Brief
Restate each entry below word for word, without skipping any.

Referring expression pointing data
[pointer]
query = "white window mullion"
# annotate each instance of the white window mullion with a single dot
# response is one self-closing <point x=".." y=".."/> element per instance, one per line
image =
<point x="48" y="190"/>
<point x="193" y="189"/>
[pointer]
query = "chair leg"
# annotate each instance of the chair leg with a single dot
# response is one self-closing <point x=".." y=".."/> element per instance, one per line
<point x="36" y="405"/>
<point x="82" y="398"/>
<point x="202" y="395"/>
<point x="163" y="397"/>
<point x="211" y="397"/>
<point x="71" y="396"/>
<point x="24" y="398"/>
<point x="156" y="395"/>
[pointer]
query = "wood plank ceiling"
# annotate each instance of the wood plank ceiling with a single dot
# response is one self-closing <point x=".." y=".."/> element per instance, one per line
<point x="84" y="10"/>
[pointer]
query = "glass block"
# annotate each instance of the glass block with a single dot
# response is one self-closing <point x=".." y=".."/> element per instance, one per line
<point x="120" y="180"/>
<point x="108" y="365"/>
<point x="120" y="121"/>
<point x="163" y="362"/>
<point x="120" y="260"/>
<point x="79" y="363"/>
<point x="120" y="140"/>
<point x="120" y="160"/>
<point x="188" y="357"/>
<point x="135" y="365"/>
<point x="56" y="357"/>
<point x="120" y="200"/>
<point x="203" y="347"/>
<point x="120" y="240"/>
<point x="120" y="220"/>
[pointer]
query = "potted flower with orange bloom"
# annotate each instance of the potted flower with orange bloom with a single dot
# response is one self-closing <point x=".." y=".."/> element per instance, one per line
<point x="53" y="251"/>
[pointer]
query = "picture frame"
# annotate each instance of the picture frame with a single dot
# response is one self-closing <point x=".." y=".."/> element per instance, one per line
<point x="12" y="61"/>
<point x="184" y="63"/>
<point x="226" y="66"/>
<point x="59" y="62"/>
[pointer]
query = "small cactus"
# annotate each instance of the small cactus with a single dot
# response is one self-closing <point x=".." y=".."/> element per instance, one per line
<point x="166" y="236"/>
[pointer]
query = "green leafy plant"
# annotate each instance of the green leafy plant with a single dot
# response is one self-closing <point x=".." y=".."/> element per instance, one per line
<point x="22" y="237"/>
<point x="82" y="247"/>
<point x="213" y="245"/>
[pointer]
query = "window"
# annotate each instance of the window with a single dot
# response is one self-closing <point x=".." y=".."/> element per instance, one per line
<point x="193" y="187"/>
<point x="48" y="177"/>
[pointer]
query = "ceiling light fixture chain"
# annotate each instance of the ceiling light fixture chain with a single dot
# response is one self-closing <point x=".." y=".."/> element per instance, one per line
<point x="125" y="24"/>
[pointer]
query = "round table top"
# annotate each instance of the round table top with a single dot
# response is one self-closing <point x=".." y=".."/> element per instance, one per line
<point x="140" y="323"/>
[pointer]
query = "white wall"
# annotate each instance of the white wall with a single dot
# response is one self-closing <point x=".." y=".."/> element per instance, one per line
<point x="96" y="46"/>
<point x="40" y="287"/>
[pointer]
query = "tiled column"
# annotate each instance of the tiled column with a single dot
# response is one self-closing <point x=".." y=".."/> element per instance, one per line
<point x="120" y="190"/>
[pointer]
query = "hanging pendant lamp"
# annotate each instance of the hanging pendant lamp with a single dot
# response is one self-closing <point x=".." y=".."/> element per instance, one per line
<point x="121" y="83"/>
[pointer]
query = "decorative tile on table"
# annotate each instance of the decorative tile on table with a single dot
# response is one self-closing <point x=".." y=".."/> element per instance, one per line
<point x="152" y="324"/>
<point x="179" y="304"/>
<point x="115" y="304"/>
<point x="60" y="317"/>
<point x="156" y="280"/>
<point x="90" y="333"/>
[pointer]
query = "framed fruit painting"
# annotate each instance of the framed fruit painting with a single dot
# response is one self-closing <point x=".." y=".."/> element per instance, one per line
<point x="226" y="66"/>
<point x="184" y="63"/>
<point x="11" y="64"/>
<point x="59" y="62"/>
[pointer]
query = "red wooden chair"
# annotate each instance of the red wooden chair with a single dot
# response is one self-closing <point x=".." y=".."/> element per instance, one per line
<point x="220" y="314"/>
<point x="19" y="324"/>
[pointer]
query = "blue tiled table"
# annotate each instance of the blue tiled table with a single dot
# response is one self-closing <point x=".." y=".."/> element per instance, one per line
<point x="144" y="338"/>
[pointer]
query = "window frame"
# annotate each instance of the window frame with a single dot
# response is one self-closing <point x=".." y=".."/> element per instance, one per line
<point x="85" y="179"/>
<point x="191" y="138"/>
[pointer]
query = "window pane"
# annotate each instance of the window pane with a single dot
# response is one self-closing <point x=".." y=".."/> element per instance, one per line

Solution
[pointer]
query = "white window mullion"
# annotate each instance of the white window mullion with a single dot
# response is one self-closing <point x=".." y=".."/> element per instance, one per line
image =
<point x="48" y="190"/>
<point x="193" y="189"/>
[pointer]
query = "chair leg"
# annotate each instance of the chair leg with a single dot
# response is one self-closing <point x=".." y=".."/> element per instance, one per line
<point x="36" y="405"/>
<point x="82" y="398"/>
<point x="202" y="395"/>
<point x="163" y="397"/>
<point x="211" y="397"/>
<point x="71" y="396"/>
<point x="24" y="398"/>
<point x="156" y="395"/>
[pointer]
query = "wood plank ceiling"
# annotate each instance of the wood plank ceiling with a single dot
# response is one self-closing <point x=".." y=".."/> element per instance, one per line
<point x="84" y="10"/>
[pointer]
query = "glass block"
# annotate each instance of the glass block with a single dot
# response is one self-closing <point x=".." y=".."/> element per instance, one per line
<point x="120" y="180"/>
<point x="108" y="365"/>
<point x="120" y="121"/>
<point x="163" y="362"/>
<point x="120" y="260"/>
<point x="79" y="363"/>
<point x="120" y="140"/>
<point x="120" y="160"/>
<point x="188" y="357"/>
<point x="135" y="365"/>
<point x="56" y="357"/>
<point x="120" y="200"/>
<point x="203" y="347"/>
<point x="120" y="240"/>
<point x="120" y="220"/>
[pointer]
query = "potted flower with orange bloom"
# annotate each instance of the potted flower with orange bloom with a single dot
# response is one self-closing <point x=".." y=".."/> element per instance, one per line
<point x="53" y="251"/>
[pointer]
query = "picture frame"
# annotate each instance of the picture frame with a single dot
# response is one self-closing <point x=".." y=".."/> element per instance, one per line
<point x="12" y="61"/>
<point x="184" y="63"/>
<point x="226" y="66"/>
<point x="59" y="62"/>
[pointer]
query = "small cactus"
# annotate each instance of the small cactus with a single dot
# response is one self-closing <point x=".." y=".."/> element per instance, one per line
<point x="166" y="236"/>
[pointer]
query = "green leafy plant"
# annotate each instance of the green leafy plant with a single dot
# response is one self-closing <point x=".." y=".."/> element per instance, one per line
<point x="22" y="237"/>
<point x="82" y="247"/>
<point x="213" y="245"/>
[pointer]
query = "window"
# annotate each instance of the window with a single dot
# response is one self-closing <point x=".." y=".."/> element per instance, one per line
<point x="193" y="187"/>
<point x="48" y="177"/>
[pointer]
query = "ceiling light fixture chain"
# annotate each instance of the ceiling light fixture chain with a single dot
# response is one self-closing <point x=".." y=".."/> element per instance, one per line
<point x="125" y="24"/>
[pointer]
query = "round table top"
# annotate each instance of the round table top with a single dot
# response is one self-closing <point x=".." y=".."/> element per instance, one per line
<point x="140" y="323"/>
[pointer]
query = "white wall"
# annotate each instance of the white wall with a single dot
# response is one self-closing <point x=".." y=".."/> element per instance, one per line
<point x="96" y="46"/>
<point x="40" y="287"/>
[pointer]
query = "tiled column"
# annotate each instance of the tiled column with a single dot
# response is one self-closing <point x=".." y=".."/> element per instance, one per line
<point x="120" y="190"/>
[pointer]
query = "hanging pendant lamp"
# annotate each instance of the hanging pendant lamp with a single dot
# response is one self-closing <point x=".." y=".."/> element per instance, one per line
<point x="121" y="83"/>
[pointer]
query = "decorative tile on table"
# annotate each instance of the decorative tile on table with a single dot
# response is one self-closing <point x=".." y=".."/> element per instance, one per line
<point x="152" y="324"/>
<point x="179" y="304"/>
<point x="115" y="304"/>
<point x="60" y="317"/>
<point x="156" y="280"/>
<point x="90" y="333"/>
[pointer]
query = "framed fruit painting"
# annotate each instance of the framed fruit painting with a single dot
# response is one self-closing <point x=".." y=".."/> element per instance, one per line
<point x="226" y="66"/>
<point x="184" y="63"/>
<point x="11" y="64"/>
<point x="59" y="62"/>
[pointer]
query = "red wooden chair"
# annotate each instance of the red wooden chair with a single dot
# response is one self-closing <point x=".." y=".."/> element per instance, one per line
<point x="220" y="314"/>
<point x="19" y="324"/>
[pointer]
query = "blue tiled table"
# annotate each instance of the blue tiled table with a single dot
# response is one self-closing <point x=".." y=".."/> element per instance, one per line
<point x="144" y="338"/>
[pointer]
query = "window frame"
# annotate each instance of the window frame with a single dot
# response is one self-closing <point x=".." y=".."/> element per instance, one per line
<point x="85" y="179"/>
<point x="191" y="138"/>
[pointer]
query = "window pane"
# annotate each instance of the window pane with a single dot
# response is one self-closing <point x=".." y=".."/> element per instance, one per line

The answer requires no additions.